━━━━━ DOCUMENT EXTRACT

Time-Travel- why Harry *can* save himself (was: POA Dementor Kiss on Harry)
Talisman
talisman22457 at yahoo.com
Wed Aug 27 16:16:59 UTC 2003
No: HPFGUIDX 78971
--- In HPforGrownups at yahoogroups.com, "sevenhundredandthirteen"
<sevenhundredandthirteen at y...> wrote:
> Hopefully I won't be getting too deep into the time travel
theories this time...>
> Talisman, wearily rolling away her other parchments, responds:
I think you are thrashing around in the shallows and muddying the
water, dear.
Laurasia:
> Your premise that we are always stuck with a soul-sucked Harry
unless someone else saves him relies on one thing- that there has
to be a `first time' that time occurs in which no-one has gone back
in time.
Talisman: Indeed, every one of your theories acknowledges the same
premise. But, let's distinguish time as a dimension versus time as
an instance or occurance.
Laurasia:
That is- because you believe that Time happens multiple times
> . . .<snip> This is a great theory- except that Time doesn't have
to function multiple times. Instead of thinking about Time
occurring many times over, think about time only ever happening once.
>
Talisman:
You apparently didn't comprehend the post. If you will re-read
#78370, you will find that I devote a good deal of time explaining
how Harry can't save himself in a "one seamless time/multiple
experiences" scenerio.
Laurasia:
I agree that soul-sucked Harry can't turn over
> the time-turner and go back in time to un-soul-suck himself.
However,if there is no `first time' for time, (that is- time occurs
only once) then there is no need for `Harry to be saved the first
time to go back and save himself the second time' because there is
no second time...
Talisman: Again I think you are slipping between two usages of the
word "time," without realizing the distinction.
>Laurasia:
> Time-Travel Theory #3:
>
> When you turn over the time-turner you get transported back in
time.
> Time has not moved backwards, rather *you* have been transported
> through it. Time occurs only once; it's only people that can
> experience it more than once.
Talisman: Again, read my post about one time/multiple experiences.
It's all there.
Laurasia
> In this version of time-travel there is no loop or step- time
> occurred only once in a continuous and straight line.
Talisman:
But listen to yourself, you are describing a loop. A loop of
experience, to quote you above "people ... can experience it more
than once."
Now, when considering the "first time" try to replace "time"
with "an instance of experience" rather than a dimensional track.

━━━━━━━━━━
━━━━━ INPUT DATA

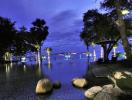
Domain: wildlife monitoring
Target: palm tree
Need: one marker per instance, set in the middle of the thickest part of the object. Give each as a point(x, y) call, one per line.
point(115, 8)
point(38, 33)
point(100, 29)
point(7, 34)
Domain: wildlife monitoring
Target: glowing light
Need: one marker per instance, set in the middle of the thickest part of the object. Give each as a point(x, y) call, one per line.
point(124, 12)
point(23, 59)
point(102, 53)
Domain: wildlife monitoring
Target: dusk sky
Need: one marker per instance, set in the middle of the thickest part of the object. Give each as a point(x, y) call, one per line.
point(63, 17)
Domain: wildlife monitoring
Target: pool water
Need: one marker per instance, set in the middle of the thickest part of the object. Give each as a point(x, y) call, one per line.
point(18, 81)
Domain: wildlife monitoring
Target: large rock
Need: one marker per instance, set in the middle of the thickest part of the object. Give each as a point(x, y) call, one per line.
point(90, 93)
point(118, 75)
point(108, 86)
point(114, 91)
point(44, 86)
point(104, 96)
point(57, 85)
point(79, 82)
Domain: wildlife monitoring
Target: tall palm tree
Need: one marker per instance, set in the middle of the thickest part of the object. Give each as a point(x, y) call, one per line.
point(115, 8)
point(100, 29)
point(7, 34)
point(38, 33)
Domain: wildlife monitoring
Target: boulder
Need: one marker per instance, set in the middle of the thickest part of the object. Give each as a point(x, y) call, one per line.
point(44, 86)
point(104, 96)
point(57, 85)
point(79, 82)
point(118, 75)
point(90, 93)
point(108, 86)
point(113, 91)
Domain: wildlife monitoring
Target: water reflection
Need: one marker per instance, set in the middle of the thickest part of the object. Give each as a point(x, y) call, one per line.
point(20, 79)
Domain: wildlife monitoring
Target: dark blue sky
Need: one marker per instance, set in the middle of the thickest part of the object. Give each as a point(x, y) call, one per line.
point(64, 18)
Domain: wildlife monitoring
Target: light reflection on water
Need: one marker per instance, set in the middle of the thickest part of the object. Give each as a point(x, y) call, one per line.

━━━━━━━━━━

• WHAT TO DO
Pick up the time-travel discussion thread about saving Harry and continue it from its final line. These records were drawn from a separate source.

• OUTPUT FOR THIS TASK
Laurasia:
> Harry and Hermione are in the hospital wing only once. They
> *actually* *go* *back* *in* *time* to 3 hours previously. They
> eventually arrive back in the hospital wing for the _only_ time to
> hear the people they used to be 3 hours ago leaving to go back in
> time. This H+H have, naturally, have already gone back in time-
> they're standing right there outside the door waiting to come back
> inside.
Talisman:
Sounds like one time/multiple experiences to me. And you are still
showing an accrual of experinces, yet you try to deny the need to
deal with a first instance of a sucked-if-not-saved Harry experience.
Laurasia:
In this kind of reality there in *NO* `first time' in which
> no-one went back in time. There was only *ONE* time. For this kind
of time-travel to work in PoA there is *NO* *NEED* for someone else
to save Harry except himself. So, you see, there need not
necessarily have been a `first time.'Therefore, it is entirely
possible that Harry really did save himself.
Talisman:
You are still confusing yourself with the word "time." And to avoid
a hopeless reiteration of the mess, just look at the initial step in
your "great de-bunking" theory, and I quote you:
"When you turn over the time-turner you get transported back in
time."
Ah, there's the rub, n'est-ce pas?
When indeed?
Couple that with your admission that soul-sucked people can't use
time-turners to unsuck themselves, and you defeat yourself before
you start.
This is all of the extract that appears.